(Referring expression pointing data)
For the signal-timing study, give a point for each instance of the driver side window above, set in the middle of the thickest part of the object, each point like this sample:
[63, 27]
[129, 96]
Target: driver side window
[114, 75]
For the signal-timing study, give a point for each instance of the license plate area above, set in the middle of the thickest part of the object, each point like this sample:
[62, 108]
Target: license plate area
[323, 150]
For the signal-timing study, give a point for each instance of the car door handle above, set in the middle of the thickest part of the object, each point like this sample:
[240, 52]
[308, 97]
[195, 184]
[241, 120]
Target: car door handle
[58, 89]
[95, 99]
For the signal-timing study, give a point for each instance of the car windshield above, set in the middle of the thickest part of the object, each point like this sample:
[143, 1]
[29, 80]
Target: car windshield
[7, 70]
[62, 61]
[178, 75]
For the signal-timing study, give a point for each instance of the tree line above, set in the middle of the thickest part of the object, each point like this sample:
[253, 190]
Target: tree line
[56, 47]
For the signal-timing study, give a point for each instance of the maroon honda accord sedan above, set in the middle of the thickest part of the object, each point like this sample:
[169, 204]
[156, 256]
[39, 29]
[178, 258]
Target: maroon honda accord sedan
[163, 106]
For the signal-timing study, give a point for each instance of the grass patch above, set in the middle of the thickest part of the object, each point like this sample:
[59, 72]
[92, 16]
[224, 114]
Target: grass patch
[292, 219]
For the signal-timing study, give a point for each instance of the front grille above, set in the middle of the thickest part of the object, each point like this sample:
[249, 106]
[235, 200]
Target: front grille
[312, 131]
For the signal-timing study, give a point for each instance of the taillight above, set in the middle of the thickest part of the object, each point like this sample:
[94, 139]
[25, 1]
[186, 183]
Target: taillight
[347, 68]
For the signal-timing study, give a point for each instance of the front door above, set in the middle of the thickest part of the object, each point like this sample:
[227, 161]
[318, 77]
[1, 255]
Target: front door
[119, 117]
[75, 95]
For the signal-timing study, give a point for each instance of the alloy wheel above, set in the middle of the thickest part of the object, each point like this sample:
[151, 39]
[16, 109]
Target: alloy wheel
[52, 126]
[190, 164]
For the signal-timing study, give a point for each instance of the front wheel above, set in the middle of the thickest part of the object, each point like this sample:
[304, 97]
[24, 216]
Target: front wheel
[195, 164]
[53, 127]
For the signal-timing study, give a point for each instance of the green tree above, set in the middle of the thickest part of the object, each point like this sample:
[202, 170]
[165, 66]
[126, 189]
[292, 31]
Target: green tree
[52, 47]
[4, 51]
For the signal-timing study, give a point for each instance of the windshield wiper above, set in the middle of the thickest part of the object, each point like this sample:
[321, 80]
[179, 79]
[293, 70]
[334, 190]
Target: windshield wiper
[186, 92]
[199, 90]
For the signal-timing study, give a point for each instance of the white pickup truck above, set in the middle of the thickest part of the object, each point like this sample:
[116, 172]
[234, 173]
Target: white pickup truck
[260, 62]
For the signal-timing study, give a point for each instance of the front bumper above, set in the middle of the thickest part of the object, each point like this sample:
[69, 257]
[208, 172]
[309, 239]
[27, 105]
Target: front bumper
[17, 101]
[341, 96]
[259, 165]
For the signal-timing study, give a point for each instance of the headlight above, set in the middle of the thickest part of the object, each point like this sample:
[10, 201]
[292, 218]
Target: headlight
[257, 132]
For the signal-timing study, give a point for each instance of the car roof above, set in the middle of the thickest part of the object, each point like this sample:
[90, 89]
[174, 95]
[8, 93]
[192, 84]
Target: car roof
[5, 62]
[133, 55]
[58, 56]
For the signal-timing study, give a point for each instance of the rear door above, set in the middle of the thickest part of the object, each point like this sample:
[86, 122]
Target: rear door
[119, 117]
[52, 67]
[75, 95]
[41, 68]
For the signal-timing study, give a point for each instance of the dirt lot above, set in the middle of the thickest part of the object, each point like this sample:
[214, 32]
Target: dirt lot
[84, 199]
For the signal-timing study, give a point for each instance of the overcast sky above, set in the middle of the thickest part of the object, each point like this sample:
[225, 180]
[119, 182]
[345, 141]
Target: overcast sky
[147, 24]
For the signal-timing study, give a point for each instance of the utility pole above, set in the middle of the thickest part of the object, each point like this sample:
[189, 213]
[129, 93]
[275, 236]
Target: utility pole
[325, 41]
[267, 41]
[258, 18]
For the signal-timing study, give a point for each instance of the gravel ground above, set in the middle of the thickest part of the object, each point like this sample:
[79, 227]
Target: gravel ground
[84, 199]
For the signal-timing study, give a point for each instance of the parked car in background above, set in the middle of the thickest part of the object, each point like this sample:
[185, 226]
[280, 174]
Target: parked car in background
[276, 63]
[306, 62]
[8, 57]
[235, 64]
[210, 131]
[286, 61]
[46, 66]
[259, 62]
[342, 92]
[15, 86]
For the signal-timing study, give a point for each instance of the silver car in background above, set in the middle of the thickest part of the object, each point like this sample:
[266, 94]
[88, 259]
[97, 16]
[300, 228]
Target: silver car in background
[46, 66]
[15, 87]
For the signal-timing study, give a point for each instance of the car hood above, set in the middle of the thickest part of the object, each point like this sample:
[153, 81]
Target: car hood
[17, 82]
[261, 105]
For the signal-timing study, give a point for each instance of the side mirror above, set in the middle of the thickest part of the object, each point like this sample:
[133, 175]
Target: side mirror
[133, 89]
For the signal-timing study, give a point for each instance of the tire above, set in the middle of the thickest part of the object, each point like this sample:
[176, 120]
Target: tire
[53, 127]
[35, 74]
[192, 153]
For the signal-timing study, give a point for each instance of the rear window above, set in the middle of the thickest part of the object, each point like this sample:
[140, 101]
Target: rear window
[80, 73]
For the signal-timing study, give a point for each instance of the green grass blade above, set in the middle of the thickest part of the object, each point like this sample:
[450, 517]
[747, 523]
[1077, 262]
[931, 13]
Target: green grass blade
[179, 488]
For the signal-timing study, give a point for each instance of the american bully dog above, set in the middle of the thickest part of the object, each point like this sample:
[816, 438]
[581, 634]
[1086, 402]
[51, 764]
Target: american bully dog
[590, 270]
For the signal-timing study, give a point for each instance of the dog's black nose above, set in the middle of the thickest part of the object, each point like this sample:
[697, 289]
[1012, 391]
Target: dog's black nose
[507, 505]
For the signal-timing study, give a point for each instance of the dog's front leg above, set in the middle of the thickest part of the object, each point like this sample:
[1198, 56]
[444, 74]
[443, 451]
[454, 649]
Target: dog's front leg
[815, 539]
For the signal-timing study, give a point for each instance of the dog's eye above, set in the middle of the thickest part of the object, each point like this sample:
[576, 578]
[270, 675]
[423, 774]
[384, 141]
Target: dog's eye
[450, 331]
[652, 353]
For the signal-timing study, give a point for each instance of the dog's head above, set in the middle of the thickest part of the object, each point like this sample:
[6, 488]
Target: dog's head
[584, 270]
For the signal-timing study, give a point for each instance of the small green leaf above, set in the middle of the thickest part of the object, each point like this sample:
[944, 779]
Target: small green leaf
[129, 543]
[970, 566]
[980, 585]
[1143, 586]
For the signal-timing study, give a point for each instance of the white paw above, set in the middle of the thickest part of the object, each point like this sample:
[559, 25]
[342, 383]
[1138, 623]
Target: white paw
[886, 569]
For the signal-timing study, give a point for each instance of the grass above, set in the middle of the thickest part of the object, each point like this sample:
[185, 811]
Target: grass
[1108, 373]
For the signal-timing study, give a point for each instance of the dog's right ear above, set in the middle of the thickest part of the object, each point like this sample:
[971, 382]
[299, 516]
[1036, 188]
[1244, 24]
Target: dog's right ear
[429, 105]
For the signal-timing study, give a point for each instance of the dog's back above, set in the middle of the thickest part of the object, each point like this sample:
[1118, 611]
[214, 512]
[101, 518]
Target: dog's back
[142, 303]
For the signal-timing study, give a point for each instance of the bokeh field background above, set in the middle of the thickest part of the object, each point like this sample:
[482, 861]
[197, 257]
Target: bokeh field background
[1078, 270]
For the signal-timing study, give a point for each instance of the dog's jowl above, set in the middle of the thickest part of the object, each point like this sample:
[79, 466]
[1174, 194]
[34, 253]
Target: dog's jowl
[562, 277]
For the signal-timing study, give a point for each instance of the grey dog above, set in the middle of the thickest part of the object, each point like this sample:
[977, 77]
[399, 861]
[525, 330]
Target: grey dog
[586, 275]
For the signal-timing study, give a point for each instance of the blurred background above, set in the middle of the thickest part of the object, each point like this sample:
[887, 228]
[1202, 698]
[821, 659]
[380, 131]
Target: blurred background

• _Work instructions_
Respond with a single number: the count of lines in the entries above that contain the string "blurred".

• _Answer below_
2